▶ _Exercise 1_
Report every line in the entries that contains the word "wall".

▶ _Provided text_
Comparing a Home Equity Loan to a Home Equity Line of Credit (HELOC)

    Home equity loans and lines of credit are similar in that both allow you to borrow money using the equity in your property without refinancing your existing first mortgage.  Borrowers can use both for numerous purposes including home remodeling, paying off credit card debt or buying a second home or investment property.  The biggest difference between a home equity loan and home equity line of credit (HELOC) is that with a home equity loan you receive the entire loan amount up-front when you obtain the loan as compared to a home equity line of credit that enables you to borrow money from, or draw down, the line of credit as needed.

    Additionally, the initial interest rate for a home equity line of credit is typically lower than for a home equity loan but it is subject to change over time. Plus with a home equity line of credit you typically only pay interest and no principal on the outstanding loan balance during the first several years, which results in a lower monthly payment, while a home equity loan requires borrowers to pay both principal and interest over the entirety of the loan.

    So how do you determine if a home equity loan or home equity line is better for you? The answer depends on your situation and financial objectives.  Below, we review when each option makes sense for borrowers and provide a table that compares their key attributes so you can select the financing alternative that is right for you.

▶ _Excerpted data_
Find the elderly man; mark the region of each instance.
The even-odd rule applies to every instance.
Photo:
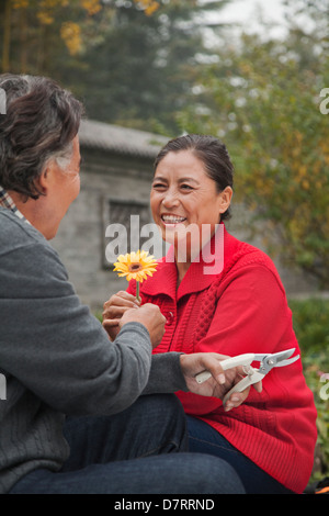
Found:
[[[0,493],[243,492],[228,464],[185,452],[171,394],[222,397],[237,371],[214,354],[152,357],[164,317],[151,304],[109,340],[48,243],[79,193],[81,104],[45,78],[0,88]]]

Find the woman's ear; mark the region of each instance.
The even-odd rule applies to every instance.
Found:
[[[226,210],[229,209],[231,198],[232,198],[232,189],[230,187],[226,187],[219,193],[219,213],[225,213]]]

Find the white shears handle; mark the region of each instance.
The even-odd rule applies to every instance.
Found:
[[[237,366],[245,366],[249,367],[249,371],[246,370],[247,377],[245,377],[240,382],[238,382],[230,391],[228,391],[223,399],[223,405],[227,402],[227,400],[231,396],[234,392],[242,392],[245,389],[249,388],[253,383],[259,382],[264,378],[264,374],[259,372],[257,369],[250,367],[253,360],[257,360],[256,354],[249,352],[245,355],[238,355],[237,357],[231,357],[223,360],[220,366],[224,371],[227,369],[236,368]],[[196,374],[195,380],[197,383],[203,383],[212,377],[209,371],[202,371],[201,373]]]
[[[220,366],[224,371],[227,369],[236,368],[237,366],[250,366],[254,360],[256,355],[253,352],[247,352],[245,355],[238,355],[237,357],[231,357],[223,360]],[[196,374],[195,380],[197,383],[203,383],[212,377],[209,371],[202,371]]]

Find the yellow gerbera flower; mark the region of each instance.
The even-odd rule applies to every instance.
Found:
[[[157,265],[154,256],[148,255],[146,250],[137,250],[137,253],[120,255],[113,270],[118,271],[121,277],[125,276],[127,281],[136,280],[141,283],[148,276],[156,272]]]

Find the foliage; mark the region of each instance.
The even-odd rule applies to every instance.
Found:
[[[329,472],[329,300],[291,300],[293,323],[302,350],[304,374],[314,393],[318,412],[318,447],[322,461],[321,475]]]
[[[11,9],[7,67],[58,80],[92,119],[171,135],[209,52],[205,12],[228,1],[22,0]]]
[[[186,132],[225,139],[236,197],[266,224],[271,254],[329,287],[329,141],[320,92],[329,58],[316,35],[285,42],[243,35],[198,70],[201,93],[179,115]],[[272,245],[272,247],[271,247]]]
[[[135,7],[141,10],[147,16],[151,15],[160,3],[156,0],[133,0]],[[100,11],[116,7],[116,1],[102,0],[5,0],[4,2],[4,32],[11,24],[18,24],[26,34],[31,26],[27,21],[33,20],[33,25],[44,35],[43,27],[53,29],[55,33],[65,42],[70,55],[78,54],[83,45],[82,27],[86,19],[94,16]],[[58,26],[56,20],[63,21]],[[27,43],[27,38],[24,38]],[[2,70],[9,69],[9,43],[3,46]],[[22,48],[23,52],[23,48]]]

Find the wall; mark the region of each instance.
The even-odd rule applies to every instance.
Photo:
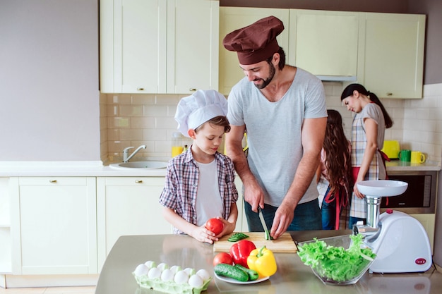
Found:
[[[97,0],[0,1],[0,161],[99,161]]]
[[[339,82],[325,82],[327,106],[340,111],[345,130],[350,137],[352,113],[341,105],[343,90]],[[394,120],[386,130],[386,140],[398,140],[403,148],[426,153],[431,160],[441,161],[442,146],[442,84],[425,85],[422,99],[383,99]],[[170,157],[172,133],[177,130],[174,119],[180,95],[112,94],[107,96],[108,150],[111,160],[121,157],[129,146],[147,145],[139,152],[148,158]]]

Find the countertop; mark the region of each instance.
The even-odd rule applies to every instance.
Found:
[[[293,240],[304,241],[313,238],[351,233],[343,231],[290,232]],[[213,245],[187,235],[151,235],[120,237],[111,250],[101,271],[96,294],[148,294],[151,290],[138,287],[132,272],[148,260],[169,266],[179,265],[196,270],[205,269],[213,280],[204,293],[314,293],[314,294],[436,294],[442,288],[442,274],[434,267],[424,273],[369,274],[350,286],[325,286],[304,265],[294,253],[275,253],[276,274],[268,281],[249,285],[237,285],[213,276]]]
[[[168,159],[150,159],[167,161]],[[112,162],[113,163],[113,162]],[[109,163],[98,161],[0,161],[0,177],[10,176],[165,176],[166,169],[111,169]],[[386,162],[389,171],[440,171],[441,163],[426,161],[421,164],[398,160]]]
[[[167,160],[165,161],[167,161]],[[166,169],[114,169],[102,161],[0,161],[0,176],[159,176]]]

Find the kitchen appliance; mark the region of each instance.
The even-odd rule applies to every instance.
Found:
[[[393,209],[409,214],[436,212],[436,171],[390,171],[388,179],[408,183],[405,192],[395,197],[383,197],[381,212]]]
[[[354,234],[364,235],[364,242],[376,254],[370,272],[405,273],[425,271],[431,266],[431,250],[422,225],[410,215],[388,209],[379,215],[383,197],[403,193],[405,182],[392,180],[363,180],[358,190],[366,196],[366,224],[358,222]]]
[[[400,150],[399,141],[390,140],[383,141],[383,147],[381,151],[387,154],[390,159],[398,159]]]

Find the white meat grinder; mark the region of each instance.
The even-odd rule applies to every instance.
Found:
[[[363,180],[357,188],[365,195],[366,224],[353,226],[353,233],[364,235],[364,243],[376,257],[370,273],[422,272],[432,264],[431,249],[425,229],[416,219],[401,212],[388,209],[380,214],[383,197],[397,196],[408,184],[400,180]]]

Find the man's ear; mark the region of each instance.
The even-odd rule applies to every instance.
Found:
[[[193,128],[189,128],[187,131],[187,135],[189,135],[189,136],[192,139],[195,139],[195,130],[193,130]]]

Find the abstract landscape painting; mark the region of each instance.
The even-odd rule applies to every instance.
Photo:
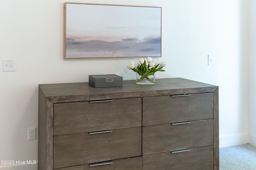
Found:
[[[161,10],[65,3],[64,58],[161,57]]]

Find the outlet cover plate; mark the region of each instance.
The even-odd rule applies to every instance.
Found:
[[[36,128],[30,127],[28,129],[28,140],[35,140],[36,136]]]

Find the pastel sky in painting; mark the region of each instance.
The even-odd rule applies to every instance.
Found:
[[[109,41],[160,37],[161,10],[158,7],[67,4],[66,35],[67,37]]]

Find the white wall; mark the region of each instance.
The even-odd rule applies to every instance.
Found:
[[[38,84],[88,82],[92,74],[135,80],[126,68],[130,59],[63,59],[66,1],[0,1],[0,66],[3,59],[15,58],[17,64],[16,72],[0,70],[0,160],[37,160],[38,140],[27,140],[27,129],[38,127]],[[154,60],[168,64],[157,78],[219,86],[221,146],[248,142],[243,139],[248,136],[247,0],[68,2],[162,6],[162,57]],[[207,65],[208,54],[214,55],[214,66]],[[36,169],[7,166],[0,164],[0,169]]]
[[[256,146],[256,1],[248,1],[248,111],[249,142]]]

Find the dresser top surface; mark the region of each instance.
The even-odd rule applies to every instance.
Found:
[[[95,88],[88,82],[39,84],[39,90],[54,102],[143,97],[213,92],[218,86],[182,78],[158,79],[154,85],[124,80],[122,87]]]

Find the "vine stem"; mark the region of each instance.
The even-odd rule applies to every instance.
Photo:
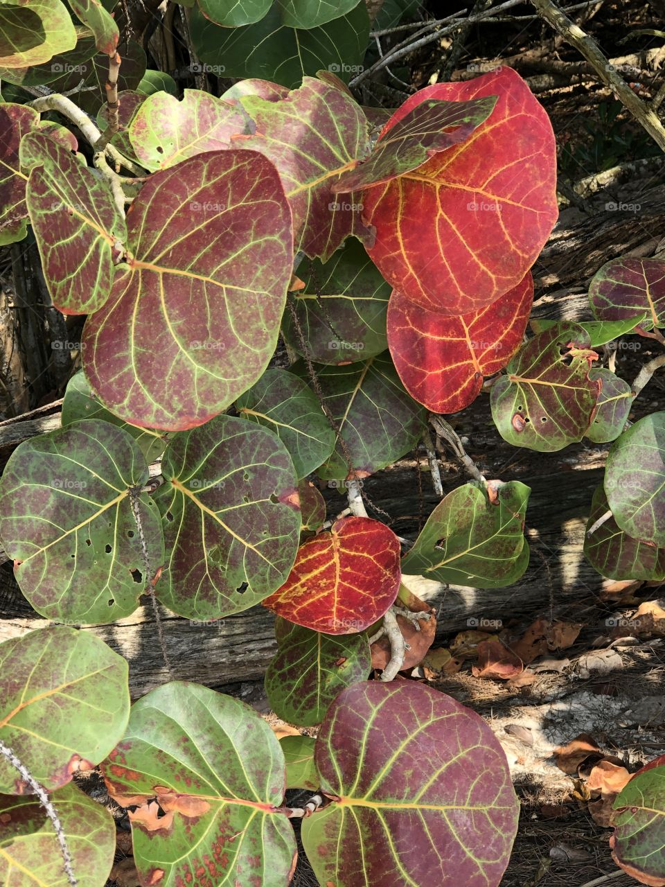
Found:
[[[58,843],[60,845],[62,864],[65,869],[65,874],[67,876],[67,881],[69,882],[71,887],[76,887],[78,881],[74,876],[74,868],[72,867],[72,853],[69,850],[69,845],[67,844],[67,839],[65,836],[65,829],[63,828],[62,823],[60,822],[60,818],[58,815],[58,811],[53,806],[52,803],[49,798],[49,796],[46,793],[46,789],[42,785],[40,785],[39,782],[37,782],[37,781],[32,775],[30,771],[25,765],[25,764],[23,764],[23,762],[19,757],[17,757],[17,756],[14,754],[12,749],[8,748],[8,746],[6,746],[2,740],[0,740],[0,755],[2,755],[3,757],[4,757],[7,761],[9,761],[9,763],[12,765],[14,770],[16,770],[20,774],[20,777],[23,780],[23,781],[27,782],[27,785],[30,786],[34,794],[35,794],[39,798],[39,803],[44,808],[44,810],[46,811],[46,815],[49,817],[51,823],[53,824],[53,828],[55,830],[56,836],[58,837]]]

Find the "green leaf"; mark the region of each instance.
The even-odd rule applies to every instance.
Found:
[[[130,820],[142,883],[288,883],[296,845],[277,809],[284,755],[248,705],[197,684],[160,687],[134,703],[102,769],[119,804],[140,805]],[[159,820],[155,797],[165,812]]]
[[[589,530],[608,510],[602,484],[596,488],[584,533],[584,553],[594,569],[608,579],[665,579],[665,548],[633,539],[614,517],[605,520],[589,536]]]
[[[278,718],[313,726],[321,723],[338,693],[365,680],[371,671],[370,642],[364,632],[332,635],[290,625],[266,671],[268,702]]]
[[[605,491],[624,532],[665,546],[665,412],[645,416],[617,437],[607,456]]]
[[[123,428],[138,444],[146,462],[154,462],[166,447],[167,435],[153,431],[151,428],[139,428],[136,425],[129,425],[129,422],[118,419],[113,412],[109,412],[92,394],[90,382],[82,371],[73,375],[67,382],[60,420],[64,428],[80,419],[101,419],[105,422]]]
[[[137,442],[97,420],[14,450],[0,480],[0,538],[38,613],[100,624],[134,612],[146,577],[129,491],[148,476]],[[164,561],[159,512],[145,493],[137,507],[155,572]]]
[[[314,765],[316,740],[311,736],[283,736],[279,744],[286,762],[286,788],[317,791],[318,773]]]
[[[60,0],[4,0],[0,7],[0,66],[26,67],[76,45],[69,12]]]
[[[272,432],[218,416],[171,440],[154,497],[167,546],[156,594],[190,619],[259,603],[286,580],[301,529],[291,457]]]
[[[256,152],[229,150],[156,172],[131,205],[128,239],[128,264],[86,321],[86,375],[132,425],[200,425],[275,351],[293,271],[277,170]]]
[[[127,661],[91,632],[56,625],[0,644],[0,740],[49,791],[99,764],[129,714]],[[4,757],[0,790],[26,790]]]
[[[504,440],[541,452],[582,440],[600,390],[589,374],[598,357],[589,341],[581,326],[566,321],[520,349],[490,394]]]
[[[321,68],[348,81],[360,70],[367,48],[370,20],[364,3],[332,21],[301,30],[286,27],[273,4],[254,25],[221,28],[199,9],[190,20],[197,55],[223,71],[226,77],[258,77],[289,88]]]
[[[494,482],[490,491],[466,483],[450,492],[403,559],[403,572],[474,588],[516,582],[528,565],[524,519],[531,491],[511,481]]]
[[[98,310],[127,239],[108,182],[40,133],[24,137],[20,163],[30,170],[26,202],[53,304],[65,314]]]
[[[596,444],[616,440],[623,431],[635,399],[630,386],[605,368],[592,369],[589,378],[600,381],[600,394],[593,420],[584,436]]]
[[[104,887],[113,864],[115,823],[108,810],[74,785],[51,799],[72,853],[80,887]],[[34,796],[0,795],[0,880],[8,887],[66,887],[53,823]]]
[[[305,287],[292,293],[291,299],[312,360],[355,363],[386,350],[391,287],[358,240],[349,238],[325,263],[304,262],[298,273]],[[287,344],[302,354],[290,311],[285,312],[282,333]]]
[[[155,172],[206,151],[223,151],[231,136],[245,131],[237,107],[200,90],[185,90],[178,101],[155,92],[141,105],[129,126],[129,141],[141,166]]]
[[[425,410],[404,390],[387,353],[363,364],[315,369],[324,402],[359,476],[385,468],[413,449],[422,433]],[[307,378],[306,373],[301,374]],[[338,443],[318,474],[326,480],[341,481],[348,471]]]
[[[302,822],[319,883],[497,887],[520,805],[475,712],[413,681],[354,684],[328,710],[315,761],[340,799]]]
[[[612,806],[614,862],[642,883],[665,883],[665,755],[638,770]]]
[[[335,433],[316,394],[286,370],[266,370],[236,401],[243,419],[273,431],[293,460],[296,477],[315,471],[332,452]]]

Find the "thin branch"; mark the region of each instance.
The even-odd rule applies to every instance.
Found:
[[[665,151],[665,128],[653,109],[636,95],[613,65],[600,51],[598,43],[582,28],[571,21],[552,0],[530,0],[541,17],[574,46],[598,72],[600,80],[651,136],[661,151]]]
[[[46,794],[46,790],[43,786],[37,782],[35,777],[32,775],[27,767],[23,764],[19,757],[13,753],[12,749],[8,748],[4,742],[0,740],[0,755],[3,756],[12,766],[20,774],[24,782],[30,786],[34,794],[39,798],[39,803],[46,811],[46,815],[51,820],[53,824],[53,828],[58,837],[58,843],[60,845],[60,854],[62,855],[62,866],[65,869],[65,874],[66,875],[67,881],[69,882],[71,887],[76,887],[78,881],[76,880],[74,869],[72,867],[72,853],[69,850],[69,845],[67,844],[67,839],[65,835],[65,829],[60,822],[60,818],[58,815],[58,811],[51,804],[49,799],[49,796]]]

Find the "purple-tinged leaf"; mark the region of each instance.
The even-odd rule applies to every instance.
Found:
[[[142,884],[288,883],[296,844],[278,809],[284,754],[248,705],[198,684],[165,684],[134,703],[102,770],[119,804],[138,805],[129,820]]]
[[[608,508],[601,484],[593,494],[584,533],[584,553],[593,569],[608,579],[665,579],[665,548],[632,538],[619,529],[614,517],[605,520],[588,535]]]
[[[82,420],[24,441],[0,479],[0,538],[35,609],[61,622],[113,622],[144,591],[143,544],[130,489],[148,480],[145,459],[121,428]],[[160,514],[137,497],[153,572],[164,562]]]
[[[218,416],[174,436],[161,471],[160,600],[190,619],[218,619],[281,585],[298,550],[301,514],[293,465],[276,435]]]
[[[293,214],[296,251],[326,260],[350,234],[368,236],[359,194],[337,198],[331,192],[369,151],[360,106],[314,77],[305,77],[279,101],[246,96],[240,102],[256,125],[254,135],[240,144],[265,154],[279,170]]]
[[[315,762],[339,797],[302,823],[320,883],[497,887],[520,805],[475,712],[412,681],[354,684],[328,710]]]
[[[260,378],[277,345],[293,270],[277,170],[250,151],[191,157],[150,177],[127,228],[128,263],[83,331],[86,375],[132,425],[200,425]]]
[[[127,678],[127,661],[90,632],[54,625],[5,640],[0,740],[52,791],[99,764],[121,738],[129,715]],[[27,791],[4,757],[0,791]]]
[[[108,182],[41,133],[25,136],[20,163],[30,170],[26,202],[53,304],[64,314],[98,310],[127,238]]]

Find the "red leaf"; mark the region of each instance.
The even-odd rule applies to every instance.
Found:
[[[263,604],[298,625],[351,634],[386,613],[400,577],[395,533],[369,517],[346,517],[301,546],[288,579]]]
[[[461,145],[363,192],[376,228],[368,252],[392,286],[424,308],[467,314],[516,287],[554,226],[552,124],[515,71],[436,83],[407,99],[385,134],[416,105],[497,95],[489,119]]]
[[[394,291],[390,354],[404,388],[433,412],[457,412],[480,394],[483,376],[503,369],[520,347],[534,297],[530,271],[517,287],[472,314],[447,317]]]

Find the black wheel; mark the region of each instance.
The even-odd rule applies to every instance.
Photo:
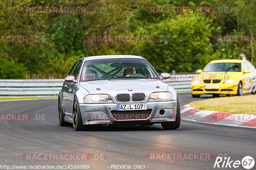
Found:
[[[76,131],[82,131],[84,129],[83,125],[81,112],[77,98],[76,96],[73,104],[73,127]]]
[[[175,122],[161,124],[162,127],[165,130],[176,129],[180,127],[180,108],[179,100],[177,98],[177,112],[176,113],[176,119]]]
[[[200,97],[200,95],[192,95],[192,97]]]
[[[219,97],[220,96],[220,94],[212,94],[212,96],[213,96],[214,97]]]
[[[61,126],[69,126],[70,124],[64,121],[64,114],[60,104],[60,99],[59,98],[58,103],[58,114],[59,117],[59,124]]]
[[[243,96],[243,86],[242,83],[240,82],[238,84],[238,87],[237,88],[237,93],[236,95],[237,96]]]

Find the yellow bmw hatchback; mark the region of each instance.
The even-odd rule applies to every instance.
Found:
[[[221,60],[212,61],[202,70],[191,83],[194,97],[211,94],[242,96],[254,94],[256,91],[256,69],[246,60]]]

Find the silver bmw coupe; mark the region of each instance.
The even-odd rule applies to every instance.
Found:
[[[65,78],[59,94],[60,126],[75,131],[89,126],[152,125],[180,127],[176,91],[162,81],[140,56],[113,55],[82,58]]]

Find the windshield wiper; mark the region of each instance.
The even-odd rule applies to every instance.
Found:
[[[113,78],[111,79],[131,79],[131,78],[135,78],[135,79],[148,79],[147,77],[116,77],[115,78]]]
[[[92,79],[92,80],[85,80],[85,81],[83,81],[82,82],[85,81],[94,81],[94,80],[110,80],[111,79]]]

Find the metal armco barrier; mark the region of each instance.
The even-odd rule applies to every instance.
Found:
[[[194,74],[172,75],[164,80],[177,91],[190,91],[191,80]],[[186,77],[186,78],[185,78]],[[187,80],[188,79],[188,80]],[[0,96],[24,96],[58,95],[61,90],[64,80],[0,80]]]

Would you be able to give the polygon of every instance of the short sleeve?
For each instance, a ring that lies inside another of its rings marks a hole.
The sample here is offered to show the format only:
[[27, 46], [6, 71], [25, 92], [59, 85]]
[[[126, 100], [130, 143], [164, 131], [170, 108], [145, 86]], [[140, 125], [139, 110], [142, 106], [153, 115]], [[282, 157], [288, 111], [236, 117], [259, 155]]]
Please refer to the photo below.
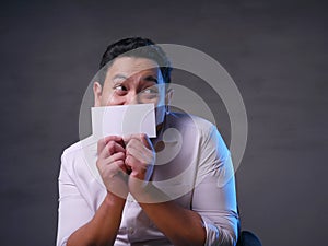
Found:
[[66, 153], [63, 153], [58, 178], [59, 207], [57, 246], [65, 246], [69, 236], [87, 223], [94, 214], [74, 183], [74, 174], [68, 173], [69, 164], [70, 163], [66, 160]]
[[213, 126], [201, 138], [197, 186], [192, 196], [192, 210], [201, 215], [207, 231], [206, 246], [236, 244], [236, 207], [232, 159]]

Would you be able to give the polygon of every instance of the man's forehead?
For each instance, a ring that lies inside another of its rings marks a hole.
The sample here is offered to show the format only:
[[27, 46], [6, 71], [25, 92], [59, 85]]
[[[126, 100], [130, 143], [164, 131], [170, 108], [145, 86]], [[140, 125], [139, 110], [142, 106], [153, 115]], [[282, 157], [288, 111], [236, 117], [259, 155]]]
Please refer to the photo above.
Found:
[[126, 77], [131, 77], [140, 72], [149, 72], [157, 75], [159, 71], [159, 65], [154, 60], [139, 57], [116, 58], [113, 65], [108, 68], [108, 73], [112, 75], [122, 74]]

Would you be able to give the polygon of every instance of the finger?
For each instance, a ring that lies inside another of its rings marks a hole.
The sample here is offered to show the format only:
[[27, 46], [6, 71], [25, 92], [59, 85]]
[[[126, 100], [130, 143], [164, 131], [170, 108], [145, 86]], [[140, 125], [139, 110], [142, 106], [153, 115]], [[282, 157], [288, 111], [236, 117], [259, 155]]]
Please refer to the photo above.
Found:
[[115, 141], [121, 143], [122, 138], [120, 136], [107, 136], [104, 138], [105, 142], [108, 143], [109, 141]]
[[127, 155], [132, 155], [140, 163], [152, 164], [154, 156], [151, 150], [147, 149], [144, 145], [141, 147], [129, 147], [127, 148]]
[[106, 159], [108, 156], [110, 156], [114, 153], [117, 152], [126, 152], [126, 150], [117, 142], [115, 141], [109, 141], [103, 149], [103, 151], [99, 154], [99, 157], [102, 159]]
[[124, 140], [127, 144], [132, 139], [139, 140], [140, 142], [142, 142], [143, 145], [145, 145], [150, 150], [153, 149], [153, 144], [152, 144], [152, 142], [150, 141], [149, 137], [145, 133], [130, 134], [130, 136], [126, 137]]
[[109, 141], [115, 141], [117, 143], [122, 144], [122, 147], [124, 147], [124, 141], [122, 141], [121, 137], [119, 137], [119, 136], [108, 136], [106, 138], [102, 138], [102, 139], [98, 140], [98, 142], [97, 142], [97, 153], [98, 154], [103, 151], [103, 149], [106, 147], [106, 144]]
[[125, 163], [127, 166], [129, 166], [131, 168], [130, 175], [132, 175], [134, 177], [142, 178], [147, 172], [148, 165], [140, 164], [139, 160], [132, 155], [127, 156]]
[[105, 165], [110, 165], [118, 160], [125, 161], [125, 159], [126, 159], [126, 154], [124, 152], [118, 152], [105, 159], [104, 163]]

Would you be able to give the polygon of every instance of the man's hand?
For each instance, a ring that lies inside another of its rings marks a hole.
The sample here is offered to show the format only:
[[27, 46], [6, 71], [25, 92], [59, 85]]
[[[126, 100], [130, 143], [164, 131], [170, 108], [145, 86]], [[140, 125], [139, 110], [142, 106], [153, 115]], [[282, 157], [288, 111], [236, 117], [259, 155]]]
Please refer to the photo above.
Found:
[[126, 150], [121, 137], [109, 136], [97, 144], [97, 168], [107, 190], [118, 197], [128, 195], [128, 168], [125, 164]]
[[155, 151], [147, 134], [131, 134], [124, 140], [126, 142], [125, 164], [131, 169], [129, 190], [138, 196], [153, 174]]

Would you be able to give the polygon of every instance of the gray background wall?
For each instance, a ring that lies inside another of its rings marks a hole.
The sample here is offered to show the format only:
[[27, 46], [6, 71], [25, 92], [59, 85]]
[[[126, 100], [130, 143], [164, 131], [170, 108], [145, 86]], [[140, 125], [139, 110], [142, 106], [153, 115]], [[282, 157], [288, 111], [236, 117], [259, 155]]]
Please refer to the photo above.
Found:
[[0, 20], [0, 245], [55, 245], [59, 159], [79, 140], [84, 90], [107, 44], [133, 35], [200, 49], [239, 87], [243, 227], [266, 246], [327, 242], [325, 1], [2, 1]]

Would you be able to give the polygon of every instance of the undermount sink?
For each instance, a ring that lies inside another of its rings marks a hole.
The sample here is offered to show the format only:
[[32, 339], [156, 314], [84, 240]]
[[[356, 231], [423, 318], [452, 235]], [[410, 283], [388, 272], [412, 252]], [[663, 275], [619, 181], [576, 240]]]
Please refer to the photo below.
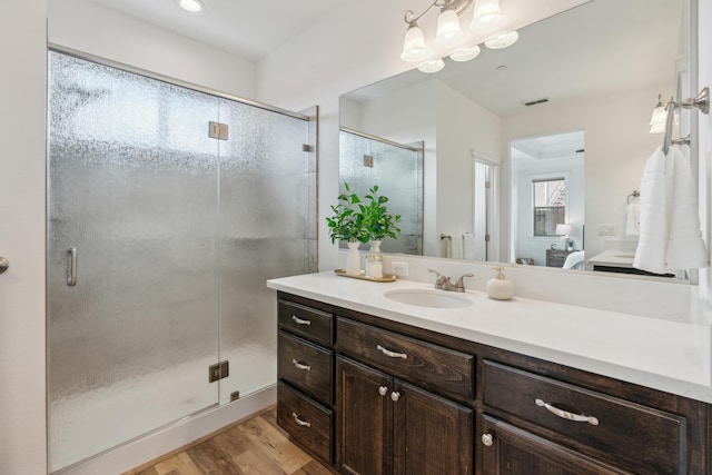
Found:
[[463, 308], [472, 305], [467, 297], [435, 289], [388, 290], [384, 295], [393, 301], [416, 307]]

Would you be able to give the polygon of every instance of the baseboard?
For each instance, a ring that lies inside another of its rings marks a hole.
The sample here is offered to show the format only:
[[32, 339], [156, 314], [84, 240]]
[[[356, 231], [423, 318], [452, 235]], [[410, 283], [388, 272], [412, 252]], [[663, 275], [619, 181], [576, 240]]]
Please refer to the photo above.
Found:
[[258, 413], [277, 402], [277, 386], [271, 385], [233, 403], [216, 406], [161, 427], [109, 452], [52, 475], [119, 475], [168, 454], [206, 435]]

▶ _Exercise 2_
Answer these questions using the home equity text:
(a) With a home equity loan, when does the borrower receive the loan amount?
(b) During the first several years of a home equity line of credit, what does the borrower typically pay on the outstanding balance?
(c) What does the choice between the two options depend on?

▶ _Full response 1_
Find the wall; mark the region of each instance.
Find the white wall; mark the region of each instance.
Would you be able to give the polygon of every instance of the gray background wall?

▶ _Full response 2_
(a) The borrower receives the entire loan amount up front when obtaining the loan.
(b) Typically only interest and no principal.
(c) The borrower's situation and financial objectives.